▸ WORK INSTRUCTIONS
Leave out all pictures and retype exactly the lines from the one with "Question. Locate the blue jeans" through the last line of the material.

▸ PROVIDED DATA
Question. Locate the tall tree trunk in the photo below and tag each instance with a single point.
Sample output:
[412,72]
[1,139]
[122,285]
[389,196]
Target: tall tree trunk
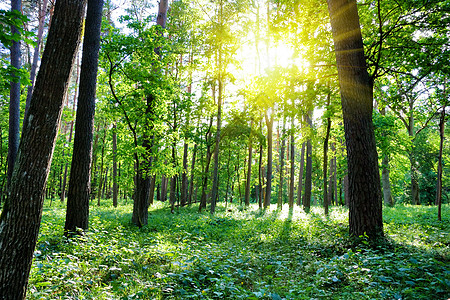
[36,55]
[64,182]
[249,167]
[308,178]
[365,207]
[387,195]
[184,182]
[300,175]
[283,149]
[269,123]
[14,97]
[21,216]
[292,169]
[215,187]
[115,181]
[325,161]
[191,184]
[439,178]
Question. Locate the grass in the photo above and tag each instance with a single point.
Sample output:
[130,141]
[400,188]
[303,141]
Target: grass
[241,254]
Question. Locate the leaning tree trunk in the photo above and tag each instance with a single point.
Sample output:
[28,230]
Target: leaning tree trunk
[77,213]
[21,217]
[365,207]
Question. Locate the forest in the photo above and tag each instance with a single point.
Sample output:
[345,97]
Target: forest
[224,149]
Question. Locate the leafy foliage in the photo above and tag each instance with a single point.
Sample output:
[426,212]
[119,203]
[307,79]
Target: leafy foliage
[240,254]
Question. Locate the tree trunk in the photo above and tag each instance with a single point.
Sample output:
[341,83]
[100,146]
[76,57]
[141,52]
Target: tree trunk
[387,195]
[325,162]
[439,179]
[14,97]
[300,175]
[365,207]
[115,184]
[269,123]
[308,178]
[184,183]
[292,169]
[249,168]
[21,216]
[191,184]
[283,148]
[41,16]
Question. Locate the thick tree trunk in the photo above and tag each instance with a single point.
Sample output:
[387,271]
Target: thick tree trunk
[365,207]
[300,175]
[14,98]
[21,216]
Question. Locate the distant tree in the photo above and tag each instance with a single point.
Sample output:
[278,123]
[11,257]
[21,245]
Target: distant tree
[365,207]
[14,99]
[21,216]
[77,213]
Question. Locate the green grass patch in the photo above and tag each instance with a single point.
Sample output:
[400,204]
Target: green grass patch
[241,254]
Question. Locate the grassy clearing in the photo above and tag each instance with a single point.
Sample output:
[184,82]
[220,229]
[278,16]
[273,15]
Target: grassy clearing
[241,254]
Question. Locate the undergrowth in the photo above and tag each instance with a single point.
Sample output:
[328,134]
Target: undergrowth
[241,254]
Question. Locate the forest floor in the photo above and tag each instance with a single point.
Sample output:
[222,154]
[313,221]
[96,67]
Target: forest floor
[241,254]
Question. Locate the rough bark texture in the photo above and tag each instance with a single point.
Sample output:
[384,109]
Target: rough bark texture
[14,98]
[281,183]
[365,207]
[300,175]
[325,166]
[308,178]
[20,219]
[36,54]
[184,183]
[387,195]
[269,123]
[77,213]
[292,182]
[115,184]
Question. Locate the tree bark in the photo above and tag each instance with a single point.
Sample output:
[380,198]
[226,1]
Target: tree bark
[115,183]
[184,182]
[281,183]
[36,54]
[77,213]
[325,162]
[269,123]
[439,175]
[365,207]
[14,97]
[292,175]
[21,217]
[249,168]
[300,175]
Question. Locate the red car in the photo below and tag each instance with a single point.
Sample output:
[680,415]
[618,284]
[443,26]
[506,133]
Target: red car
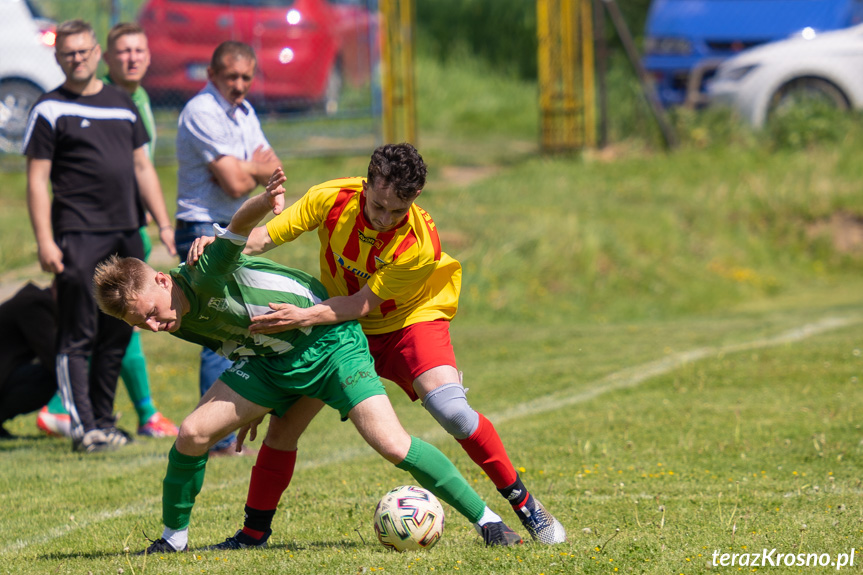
[306,49]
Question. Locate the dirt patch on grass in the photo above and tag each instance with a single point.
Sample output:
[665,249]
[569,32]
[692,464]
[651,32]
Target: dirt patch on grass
[844,229]
[466,175]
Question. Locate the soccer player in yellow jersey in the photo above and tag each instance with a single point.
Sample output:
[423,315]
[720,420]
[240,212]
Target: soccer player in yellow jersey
[382,263]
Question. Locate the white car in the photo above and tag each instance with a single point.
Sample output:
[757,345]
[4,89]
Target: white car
[826,66]
[27,67]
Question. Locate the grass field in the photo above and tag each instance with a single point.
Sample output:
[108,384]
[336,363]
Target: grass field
[669,345]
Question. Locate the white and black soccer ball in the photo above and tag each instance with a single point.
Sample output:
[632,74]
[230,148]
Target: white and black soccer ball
[409,518]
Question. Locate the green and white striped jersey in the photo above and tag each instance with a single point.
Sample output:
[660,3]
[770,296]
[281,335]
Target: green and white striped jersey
[226,289]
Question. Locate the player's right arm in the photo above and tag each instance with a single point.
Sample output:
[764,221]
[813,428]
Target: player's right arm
[39,206]
[333,310]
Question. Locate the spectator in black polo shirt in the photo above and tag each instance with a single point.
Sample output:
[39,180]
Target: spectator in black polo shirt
[87,139]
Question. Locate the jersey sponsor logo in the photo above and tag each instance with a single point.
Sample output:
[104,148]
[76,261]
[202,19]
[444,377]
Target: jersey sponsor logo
[379,244]
[218,304]
[354,270]
[238,366]
[357,378]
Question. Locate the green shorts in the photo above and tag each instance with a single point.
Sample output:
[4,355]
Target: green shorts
[337,369]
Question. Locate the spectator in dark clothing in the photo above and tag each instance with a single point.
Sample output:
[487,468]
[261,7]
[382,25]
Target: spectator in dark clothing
[28,332]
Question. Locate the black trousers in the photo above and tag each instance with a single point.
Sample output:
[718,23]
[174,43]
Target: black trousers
[90,344]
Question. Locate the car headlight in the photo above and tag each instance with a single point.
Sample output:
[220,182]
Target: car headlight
[668,46]
[736,74]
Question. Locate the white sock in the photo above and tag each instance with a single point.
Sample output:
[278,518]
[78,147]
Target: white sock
[178,539]
[488,516]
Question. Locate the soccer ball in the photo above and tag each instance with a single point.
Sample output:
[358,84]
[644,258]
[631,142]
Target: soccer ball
[409,518]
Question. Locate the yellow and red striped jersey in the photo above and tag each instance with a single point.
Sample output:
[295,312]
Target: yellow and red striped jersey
[405,267]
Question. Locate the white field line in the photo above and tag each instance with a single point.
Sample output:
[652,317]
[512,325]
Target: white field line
[623,379]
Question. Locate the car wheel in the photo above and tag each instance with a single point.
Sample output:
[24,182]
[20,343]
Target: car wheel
[16,99]
[806,92]
[329,104]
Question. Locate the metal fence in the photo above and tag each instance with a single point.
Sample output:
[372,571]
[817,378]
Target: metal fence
[317,86]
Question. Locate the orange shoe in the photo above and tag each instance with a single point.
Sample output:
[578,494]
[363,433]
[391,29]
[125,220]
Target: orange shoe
[158,426]
[54,424]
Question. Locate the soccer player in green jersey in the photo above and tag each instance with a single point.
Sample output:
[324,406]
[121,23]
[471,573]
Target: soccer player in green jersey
[212,304]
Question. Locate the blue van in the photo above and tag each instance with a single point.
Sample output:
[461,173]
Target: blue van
[685,40]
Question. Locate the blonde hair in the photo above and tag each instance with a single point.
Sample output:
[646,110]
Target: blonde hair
[73,28]
[118,282]
[123,29]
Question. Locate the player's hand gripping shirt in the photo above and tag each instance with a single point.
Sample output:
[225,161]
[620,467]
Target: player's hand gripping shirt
[226,289]
[405,267]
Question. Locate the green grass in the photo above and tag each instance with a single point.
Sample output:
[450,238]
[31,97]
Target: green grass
[668,344]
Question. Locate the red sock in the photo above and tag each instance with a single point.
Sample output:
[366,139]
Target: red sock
[271,475]
[486,449]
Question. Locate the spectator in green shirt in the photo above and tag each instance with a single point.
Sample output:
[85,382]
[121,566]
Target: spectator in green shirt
[127,57]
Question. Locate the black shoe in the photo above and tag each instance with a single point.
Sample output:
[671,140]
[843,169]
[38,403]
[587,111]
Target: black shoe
[541,524]
[241,540]
[160,546]
[117,437]
[498,534]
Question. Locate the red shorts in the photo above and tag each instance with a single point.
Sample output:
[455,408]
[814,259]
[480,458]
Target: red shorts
[401,356]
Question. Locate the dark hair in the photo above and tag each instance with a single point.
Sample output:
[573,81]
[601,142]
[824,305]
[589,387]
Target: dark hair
[399,166]
[72,28]
[120,30]
[231,48]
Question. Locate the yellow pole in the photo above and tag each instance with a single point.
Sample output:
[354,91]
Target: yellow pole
[587,66]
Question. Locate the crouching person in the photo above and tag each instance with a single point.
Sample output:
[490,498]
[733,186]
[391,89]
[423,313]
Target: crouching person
[291,374]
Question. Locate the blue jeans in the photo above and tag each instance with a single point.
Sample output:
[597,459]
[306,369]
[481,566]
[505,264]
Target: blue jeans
[212,364]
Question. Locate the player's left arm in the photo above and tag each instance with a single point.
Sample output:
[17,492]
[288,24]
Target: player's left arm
[333,310]
[254,209]
[151,193]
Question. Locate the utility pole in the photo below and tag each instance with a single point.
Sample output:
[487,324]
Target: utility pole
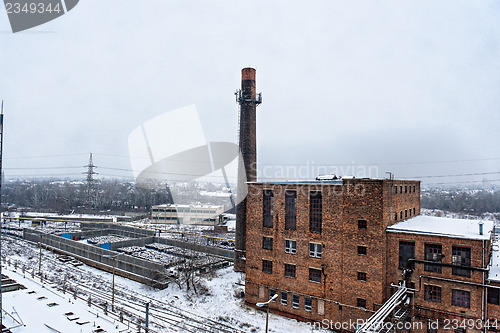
[147,317]
[90,182]
[1,150]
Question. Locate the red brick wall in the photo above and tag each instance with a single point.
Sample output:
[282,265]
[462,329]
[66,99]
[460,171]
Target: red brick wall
[420,277]
[343,205]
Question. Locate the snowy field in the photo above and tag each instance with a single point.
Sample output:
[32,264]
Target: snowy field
[216,309]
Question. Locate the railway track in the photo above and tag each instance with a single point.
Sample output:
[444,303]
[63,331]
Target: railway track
[128,306]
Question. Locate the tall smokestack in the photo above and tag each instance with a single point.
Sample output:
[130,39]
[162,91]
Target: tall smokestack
[247,168]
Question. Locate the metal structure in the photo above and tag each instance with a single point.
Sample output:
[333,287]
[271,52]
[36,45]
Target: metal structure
[90,182]
[248,100]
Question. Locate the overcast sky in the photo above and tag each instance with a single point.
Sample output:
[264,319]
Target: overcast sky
[397,85]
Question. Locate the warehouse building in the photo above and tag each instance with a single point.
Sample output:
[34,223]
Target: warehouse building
[340,249]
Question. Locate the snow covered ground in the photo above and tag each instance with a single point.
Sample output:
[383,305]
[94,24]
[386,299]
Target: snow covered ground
[220,305]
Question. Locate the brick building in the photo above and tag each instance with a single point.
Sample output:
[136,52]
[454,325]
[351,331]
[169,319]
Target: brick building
[335,250]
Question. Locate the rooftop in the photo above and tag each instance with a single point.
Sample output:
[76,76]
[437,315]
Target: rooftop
[446,227]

▸ THE RESULT
Question. Locate the blue jeans in the photo above and tag each instance with a single point.
Sample output:
[597,459]
[306,369]
[481,566]
[505,264]
Target: blue jeans
[212,364]
Question. Locate the player's left arm in the photo above and tag each instance with a single point.
Sample output:
[17,492]
[288,24]
Target: player's left arm
[333,310]
[254,209]
[151,193]
Question. Locate the utility pole in the photo below and tag each instance with a single point.
Sample output:
[487,324]
Target: utility pole
[147,317]
[90,182]
[1,150]
Question. Locate the red brick wall in the photo above and tag each instance with a single point.
Sample output:
[282,265]
[462,329]
[66,99]
[460,171]
Target: red brick wall
[420,277]
[343,205]
Question. Locate the snowy field in the photo above and tag each instance with a single point.
Sample output:
[32,264]
Target: snowy field
[216,309]
Question. Locate the railway track in the photo above and tag each instance with a single point.
Sample output:
[444,303]
[63,331]
Target: railway track
[128,306]
Question. Locate the tall smokestack in the photo above and tag each instance with a single point.
Sample output:
[130,39]
[162,91]
Target: tall smokestack
[247,168]
Question. Locate the metal structure in the photo above and tag each instance with a single point.
Sample output:
[333,287]
[271,52]
[36,45]
Target: metal structure
[90,182]
[248,100]
Question. Locate the overcast sky in the photo above and tag each instance with a single point.
Sample output:
[264,319]
Target: overcast sky
[397,85]
Question. Locate the warehouse building in the photo above and tag each instance with a single point.
Sample output:
[34,223]
Target: warehouse building
[340,249]
Question. Locate the snow covered ground in the photo above and tag each instance with a single point.
Sample output:
[383,305]
[94,24]
[386,299]
Target: snow covered ground
[220,305]
Question. Locate the brick building in the photo above and tag each instance with a single point.
Sample output:
[136,52]
[454,325]
[351,331]
[169,319]
Target: brick building
[335,250]
Question. Locate the rooftop in the photo above and tag each instance with a single point.
Sample output:
[76,76]
[437,315]
Target: rooftop
[446,227]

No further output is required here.